* What is being asked: Return the lines verbatim, starting at the line that contains "In the photo above, where can the black backpack" and ending with the last line of the set, both included. Leave the pictures out of your answer.

= = = =

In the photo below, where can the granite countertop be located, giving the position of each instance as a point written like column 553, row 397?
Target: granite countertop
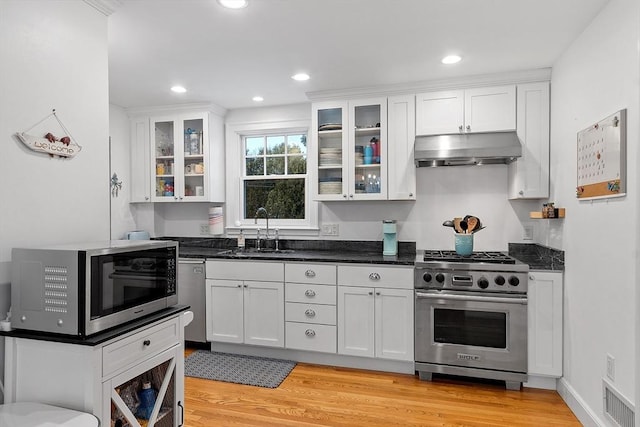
column 344, row 251
column 537, row 256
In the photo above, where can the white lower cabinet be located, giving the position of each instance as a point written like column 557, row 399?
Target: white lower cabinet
column 545, row 323
column 243, row 309
column 104, row 379
column 375, row 321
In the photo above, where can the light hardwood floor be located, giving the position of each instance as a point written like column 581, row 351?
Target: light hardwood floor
column 314, row 395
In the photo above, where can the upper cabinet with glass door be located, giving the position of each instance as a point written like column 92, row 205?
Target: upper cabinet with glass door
column 179, row 149
column 368, row 149
column 350, row 143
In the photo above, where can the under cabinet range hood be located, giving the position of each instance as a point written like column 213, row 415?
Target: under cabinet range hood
column 467, row 149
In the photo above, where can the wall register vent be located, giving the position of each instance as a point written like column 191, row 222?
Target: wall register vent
column 618, row 410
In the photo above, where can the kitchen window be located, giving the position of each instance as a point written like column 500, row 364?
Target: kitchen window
column 267, row 166
column 275, row 175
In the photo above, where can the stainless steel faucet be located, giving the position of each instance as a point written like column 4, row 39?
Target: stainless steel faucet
column 266, row 215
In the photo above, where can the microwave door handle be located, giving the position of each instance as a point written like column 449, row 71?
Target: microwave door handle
column 475, row 298
column 134, row 277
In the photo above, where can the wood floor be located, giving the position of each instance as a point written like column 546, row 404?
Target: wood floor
column 314, row 395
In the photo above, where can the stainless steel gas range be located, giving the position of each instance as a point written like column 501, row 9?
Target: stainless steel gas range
column 471, row 316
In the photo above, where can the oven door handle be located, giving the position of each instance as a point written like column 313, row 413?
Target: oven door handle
column 467, row 297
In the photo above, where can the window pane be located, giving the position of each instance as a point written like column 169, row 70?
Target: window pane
column 297, row 165
column 255, row 166
column 254, row 146
column 275, row 165
column 275, row 144
column 297, row 144
column 283, row 198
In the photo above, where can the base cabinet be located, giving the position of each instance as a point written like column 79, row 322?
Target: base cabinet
column 545, row 323
column 105, row 379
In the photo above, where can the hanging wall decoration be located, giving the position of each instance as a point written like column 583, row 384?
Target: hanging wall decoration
column 54, row 146
column 602, row 158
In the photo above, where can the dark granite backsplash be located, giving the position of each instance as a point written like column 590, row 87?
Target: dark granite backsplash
column 537, row 256
column 404, row 248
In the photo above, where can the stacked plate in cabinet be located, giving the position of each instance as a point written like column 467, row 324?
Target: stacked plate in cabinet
column 330, row 156
column 330, row 185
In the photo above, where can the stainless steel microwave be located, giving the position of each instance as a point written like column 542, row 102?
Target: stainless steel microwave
column 83, row 289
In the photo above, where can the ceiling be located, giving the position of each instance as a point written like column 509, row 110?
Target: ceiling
column 226, row 57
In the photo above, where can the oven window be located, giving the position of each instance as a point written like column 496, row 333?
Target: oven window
column 129, row 279
column 470, row 327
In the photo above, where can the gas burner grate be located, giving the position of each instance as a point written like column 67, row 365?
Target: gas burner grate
column 452, row 256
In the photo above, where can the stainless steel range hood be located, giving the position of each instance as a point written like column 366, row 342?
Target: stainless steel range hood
column 467, row 149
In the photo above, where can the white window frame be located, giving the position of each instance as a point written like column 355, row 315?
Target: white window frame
column 235, row 173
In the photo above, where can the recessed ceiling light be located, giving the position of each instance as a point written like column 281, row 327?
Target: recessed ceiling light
column 300, row 77
column 233, row 4
column 451, row 59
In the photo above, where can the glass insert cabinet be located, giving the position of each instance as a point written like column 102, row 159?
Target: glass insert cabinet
column 351, row 149
column 179, row 149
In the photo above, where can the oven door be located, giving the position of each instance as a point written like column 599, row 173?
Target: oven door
column 470, row 330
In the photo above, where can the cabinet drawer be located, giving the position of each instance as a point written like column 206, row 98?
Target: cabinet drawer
column 140, row 346
column 310, row 313
column 373, row 275
column 245, row 270
column 307, row 336
column 311, row 294
column 310, row 273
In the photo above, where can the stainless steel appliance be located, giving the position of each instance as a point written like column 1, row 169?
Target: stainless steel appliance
column 471, row 316
column 192, row 293
column 82, row 289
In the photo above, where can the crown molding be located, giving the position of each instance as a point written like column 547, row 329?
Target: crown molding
column 162, row 109
column 106, row 7
column 517, row 77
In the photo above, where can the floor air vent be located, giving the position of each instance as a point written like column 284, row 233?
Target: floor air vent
column 616, row 407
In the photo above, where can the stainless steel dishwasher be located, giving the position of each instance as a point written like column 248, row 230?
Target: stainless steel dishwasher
column 191, row 282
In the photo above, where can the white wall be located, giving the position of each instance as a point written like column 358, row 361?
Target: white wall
column 53, row 55
column 595, row 77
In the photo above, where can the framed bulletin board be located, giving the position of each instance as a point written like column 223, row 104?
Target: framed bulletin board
column 602, row 158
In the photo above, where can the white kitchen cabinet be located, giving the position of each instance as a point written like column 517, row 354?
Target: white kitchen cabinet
column 245, row 305
column 179, row 152
column 140, row 160
column 485, row 109
column 529, row 175
column 401, row 170
column 103, row 379
column 310, row 308
column 545, row 295
column 375, row 321
column 350, row 154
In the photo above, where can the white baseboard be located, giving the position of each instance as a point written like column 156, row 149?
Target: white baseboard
column 578, row 406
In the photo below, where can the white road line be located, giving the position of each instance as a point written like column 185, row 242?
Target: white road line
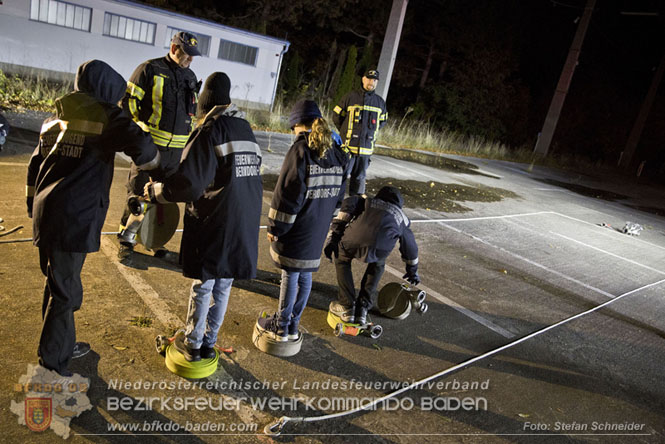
column 454, row 305
column 151, row 298
column 535, row 264
column 608, row 253
column 478, row 218
column 606, row 230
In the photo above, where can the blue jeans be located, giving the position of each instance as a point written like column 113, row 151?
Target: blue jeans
column 203, row 320
column 293, row 295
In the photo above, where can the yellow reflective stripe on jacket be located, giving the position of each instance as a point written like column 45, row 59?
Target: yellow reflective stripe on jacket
column 157, row 96
column 135, row 91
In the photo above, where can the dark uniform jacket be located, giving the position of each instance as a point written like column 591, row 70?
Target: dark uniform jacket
column 306, row 195
column 359, row 116
column 220, row 176
column 374, row 226
column 71, row 170
column 161, row 98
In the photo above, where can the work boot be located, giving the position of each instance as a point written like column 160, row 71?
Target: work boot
column 208, row 352
column 80, row 349
column 125, row 252
column 269, row 326
column 345, row 313
column 361, row 314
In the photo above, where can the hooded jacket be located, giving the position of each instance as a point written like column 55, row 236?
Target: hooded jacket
column 70, row 172
column 369, row 228
column 220, row 176
column 306, row 194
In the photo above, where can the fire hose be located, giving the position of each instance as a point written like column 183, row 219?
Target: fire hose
column 275, row 428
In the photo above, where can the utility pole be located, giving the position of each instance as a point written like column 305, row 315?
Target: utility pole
column 627, row 155
column 543, row 143
column 390, row 45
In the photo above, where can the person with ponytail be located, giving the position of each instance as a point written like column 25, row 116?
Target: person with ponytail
column 310, row 186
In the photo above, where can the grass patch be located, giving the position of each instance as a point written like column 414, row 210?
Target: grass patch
column 24, row 92
column 141, row 321
column 30, row 93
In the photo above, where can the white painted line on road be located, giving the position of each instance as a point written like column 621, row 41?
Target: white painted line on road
column 635, row 239
column 151, row 298
column 454, row 305
column 535, row 264
column 608, row 253
column 478, row 218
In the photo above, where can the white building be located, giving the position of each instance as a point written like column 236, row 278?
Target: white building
column 52, row 38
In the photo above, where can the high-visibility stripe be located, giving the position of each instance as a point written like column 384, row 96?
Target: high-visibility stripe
column 86, row 126
column 237, row 146
column 157, row 95
column 134, row 90
column 154, row 163
column 361, row 150
column 315, row 181
column 134, row 111
column 281, row 216
column 411, row 261
column 294, row 263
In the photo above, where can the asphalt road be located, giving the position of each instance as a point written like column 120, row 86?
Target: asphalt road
column 516, row 251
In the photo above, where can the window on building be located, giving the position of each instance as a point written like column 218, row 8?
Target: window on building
column 237, row 52
column 204, row 40
column 129, row 28
column 61, row 13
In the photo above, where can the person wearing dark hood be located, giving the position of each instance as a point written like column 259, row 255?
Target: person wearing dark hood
column 161, row 97
column 220, row 178
column 308, row 190
column 68, row 183
column 359, row 116
column 368, row 229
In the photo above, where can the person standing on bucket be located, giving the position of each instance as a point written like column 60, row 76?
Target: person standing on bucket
column 309, row 188
column 359, row 116
column 219, row 176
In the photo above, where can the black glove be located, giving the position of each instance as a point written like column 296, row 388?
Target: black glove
column 332, row 247
column 411, row 275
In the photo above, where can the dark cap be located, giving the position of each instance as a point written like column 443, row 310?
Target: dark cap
column 372, row 74
column 187, row 41
column 304, row 111
column 215, row 92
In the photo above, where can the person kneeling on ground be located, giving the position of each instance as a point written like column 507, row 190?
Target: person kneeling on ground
column 219, row 176
column 367, row 229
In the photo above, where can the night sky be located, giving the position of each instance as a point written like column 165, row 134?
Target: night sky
column 494, row 64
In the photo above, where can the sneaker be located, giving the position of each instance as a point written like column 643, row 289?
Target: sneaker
column 361, row 315
column 191, row 354
column 80, row 349
column 268, row 325
column 342, row 311
column 294, row 334
column 208, row 352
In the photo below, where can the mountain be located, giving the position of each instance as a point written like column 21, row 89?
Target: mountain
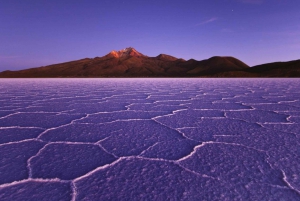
column 276, row 69
column 131, row 63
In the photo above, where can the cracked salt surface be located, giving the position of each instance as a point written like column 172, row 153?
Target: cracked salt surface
column 149, row 139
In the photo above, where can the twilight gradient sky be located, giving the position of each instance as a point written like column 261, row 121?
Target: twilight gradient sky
column 34, row 33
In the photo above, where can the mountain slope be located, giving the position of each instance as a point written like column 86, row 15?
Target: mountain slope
column 131, row 63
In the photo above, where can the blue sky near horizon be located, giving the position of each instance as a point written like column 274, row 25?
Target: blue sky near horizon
column 35, row 33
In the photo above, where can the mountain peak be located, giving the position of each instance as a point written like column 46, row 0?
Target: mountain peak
column 127, row 52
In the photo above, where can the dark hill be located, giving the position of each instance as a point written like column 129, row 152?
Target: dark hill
column 276, row 69
column 131, row 63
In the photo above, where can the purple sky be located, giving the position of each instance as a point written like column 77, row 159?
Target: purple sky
column 34, row 33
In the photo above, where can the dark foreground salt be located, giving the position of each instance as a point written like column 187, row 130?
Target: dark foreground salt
column 149, row 139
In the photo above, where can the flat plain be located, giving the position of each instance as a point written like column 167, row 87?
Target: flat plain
column 149, row 139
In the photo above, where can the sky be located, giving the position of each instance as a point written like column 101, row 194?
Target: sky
column 36, row 33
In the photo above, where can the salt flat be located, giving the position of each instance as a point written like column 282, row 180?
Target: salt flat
column 150, row 139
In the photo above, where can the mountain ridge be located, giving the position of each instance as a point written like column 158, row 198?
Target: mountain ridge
column 131, row 63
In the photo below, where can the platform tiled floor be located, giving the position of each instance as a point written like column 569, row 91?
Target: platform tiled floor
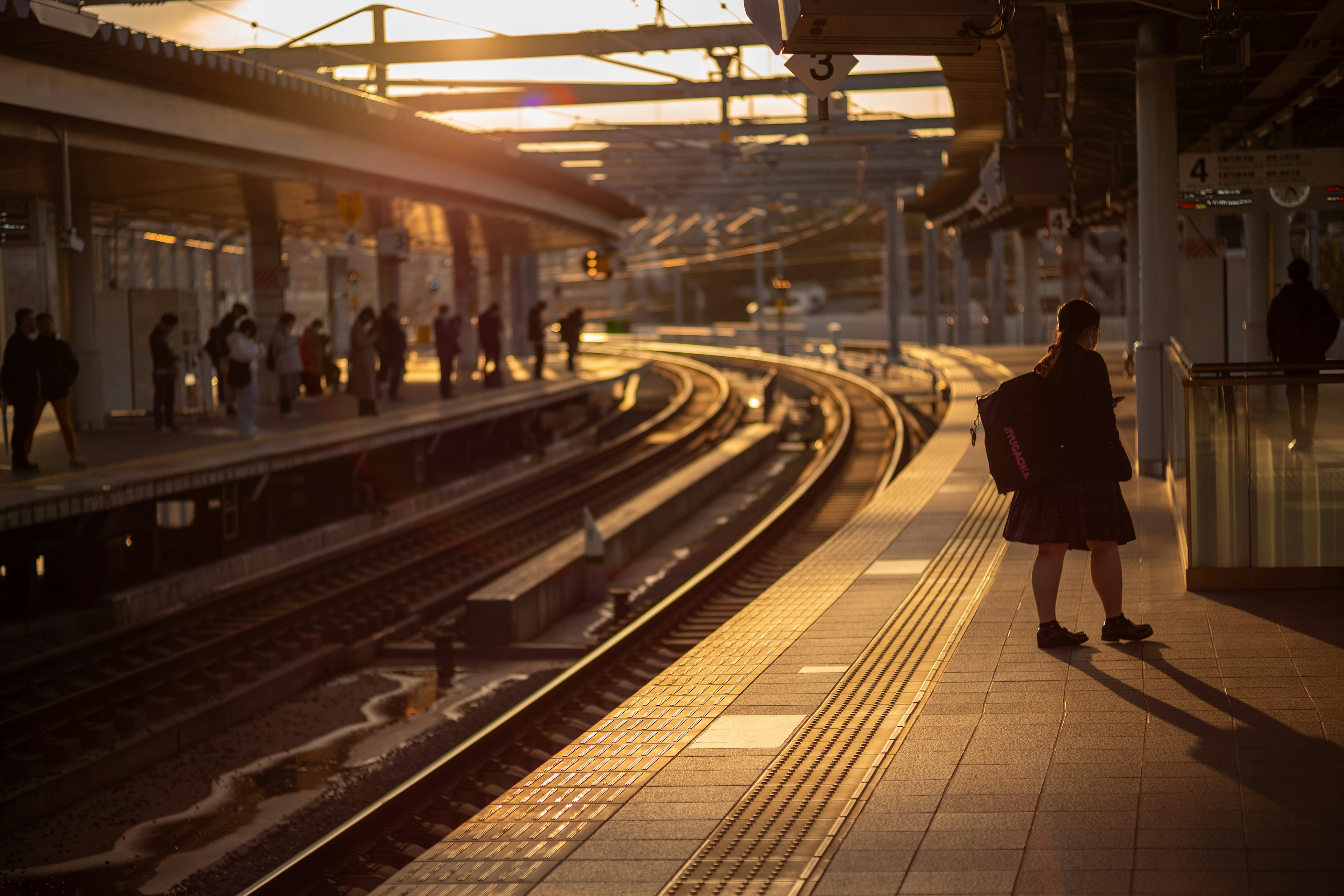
column 1205, row 761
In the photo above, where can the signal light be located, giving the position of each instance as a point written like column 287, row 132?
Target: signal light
column 597, row 265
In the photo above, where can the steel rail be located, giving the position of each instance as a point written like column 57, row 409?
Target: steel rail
column 358, row 833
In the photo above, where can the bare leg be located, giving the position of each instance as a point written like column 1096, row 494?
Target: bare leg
column 1108, row 577
column 1045, row 578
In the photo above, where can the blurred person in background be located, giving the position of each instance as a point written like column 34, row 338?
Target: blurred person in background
column 283, row 357
column 166, row 371
column 363, row 365
column 57, row 369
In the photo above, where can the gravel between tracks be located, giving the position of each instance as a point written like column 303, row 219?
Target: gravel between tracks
column 357, row 790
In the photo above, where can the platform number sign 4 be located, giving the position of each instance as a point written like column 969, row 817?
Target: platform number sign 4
column 822, row 73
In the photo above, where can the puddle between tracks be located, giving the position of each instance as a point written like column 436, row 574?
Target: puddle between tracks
column 156, row 855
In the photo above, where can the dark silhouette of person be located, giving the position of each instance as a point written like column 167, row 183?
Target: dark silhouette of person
column 448, row 330
column 1302, row 328
column 392, row 351
column 537, row 336
column 491, row 330
column 570, row 330
column 22, row 383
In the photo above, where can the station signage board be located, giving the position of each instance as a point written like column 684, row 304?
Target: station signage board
column 1261, row 168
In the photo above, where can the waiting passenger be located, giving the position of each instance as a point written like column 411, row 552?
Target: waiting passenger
column 218, row 350
column 283, row 357
column 1081, row 507
column 166, row 373
column 448, row 328
column 314, row 352
column 490, row 327
column 1303, row 327
column 537, row 336
column 244, row 354
column 392, row 350
column 58, row 370
column 572, row 328
column 21, row 381
column 363, row 363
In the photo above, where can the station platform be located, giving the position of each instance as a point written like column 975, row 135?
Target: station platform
column 881, row 722
column 130, row 463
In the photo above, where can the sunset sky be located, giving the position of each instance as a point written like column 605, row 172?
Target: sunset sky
column 225, row 23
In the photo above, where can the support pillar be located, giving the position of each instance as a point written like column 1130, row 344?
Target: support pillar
column 1132, row 279
column 338, row 304
column 897, row 274
column 996, row 289
column 1257, row 293
column 84, row 339
column 464, row 289
column 933, row 299
column 268, row 271
column 1029, row 285
column 963, row 280
column 1155, row 101
column 1281, row 225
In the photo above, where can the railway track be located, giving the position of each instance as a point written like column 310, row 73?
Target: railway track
column 107, row 695
column 862, row 445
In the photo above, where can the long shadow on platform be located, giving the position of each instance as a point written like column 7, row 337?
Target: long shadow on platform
column 1302, row 774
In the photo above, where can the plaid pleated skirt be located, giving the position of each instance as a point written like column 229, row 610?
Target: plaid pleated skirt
column 1069, row 510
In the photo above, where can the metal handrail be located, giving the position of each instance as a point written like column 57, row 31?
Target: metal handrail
column 1206, row 370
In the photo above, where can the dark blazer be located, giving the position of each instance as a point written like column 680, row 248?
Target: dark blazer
column 1083, row 420
column 57, row 366
column 1302, row 324
column 19, row 375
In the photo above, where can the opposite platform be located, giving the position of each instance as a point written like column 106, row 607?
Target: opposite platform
column 34, row 500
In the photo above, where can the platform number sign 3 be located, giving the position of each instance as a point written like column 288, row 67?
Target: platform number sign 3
column 1199, row 171
column 822, row 73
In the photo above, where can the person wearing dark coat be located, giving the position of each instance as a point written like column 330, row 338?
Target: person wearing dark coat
column 166, row 373
column 572, row 327
column 448, row 330
column 392, row 338
column 21, row 379
column 57, row 369
column 490, row 327
column 1303, row 327
column 537, row 336
column 1080, row 507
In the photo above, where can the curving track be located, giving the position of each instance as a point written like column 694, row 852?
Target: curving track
column 861, row 436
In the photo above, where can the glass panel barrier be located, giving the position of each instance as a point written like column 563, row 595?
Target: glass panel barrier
column 1256, row 465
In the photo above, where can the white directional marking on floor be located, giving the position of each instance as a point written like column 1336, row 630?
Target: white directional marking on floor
column 897, row 567
column 740, row 733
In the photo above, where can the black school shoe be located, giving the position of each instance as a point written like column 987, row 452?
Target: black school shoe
column 1126, row 630
column 1058, row 636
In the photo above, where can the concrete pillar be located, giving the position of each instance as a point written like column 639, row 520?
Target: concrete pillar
column 464, row 288
column 338, row 304
column 963, row 281
column 996, row 289
column 1029, row 285
column 1281, row 225
column 1070, row 268
column 1132, row 279
column 933, row 299
column 896, row 264
column 84, row 340
column 1256, row 293
column 1314, row 237
column 1155, row 101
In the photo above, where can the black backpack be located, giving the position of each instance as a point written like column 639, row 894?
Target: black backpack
column 1016, row 420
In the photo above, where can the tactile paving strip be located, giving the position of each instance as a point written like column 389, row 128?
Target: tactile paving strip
column 779, row 832
column 584, row 784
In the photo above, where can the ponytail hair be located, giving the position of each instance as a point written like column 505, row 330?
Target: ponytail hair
column 1076, row 317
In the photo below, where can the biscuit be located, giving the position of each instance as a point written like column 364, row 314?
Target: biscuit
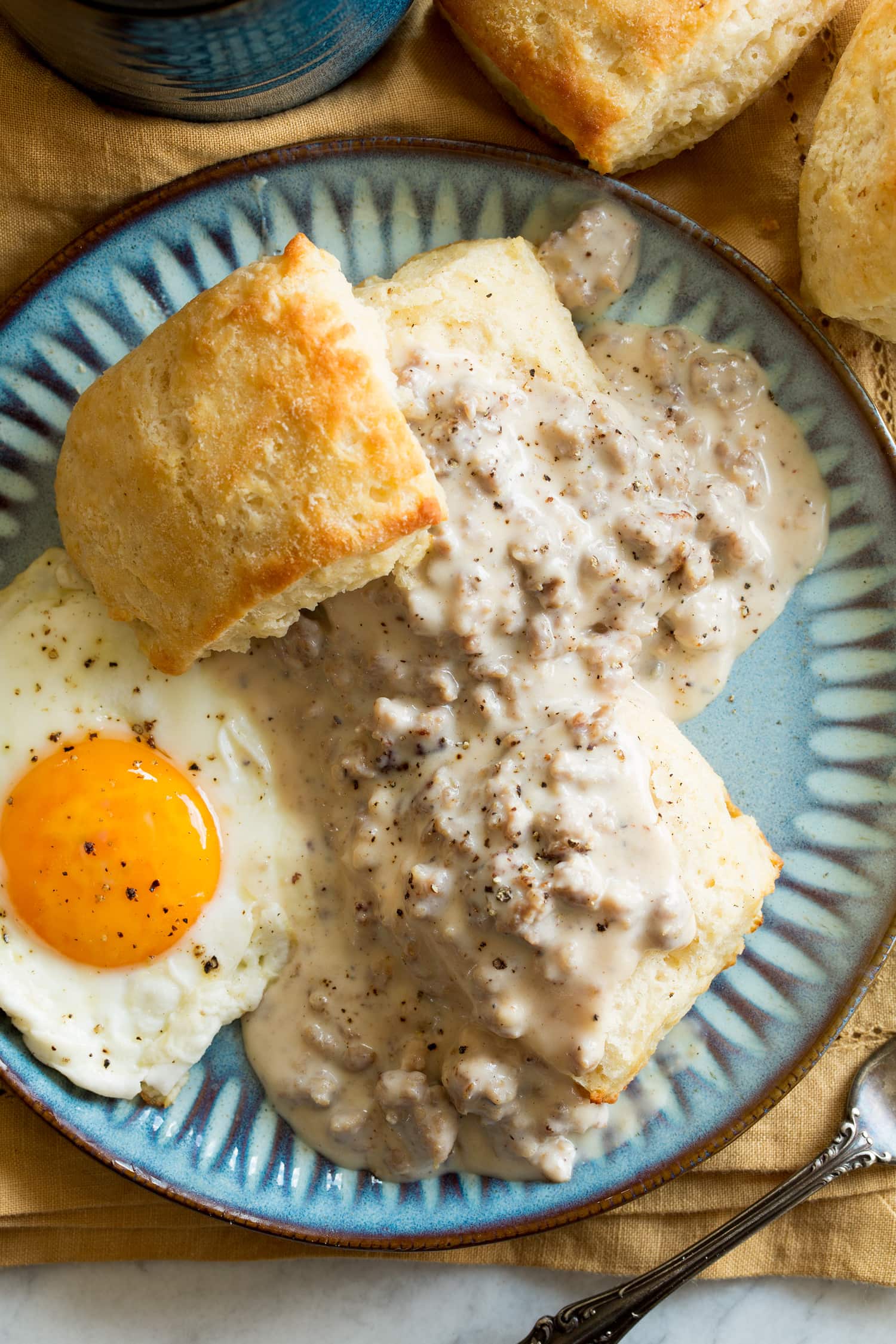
column 493, row 300
column 245, row 461
column 629, row 82
column 848, row 187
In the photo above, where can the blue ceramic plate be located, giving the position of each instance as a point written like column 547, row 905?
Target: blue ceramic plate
column 805, row 739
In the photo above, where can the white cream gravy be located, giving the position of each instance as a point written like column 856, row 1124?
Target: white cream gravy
column 484, row 858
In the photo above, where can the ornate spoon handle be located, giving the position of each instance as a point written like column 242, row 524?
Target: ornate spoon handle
column 607, row 1316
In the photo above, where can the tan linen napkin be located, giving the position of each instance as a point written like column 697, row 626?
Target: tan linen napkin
column 66, row 163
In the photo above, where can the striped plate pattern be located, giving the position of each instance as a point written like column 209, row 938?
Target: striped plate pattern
column 803, row 738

= = = =

* Answer in full:
In the photo above, where can the black backpack be located, giving the position of each instance as a point written like column 639, row 894?
Target: black backpack
column 1016, row 420
In the photo above, where can the tactile paving strip be located, giving the position of each instance as a point written like column 389, row 128?
Target: tactile paving strip
column 779, row 832
column 584, row 784
In the photo above, where can the ponytail hair be located, giving the position of each instance as a point written like column 505, row 330?
Target: ponytail hair
column 1076, row 317
In the photo below, where can the biscuit be located, giving the position of each instance as a point written like column 364, row 314?
Target: biscuit
column 493, row 300
column 245, row 461
column 629, row 82
column 848, row 187
In the photo above, where can the blue ceramic plate be located, giving the position of each instance as a point written like column 547, row 905?
Target: blue ceramic plate
column 805, row 739
In the photo above, where can the white cream gravy be located, giving the position of each instance as a point written like column 856, row 1124?
Target: white cream gravy
column 484, row 858
In the photo above, where can the ornate spoon handle be located, giving the position of each instance as a point written like column 242, row 524?
Target: ornate spoon handle
column 607, row 1316
In the photo above, where can the tan linen napkin be located, giving the position of each instance as a point written like column 697, row 626?
Target: tan linen napkin
column 66, row 163
In the photo above, where can the striped plate pattern be located, giving the position of each instance as a point written like column 209, row 938?
Target: striped plate pattern
column 803, row 738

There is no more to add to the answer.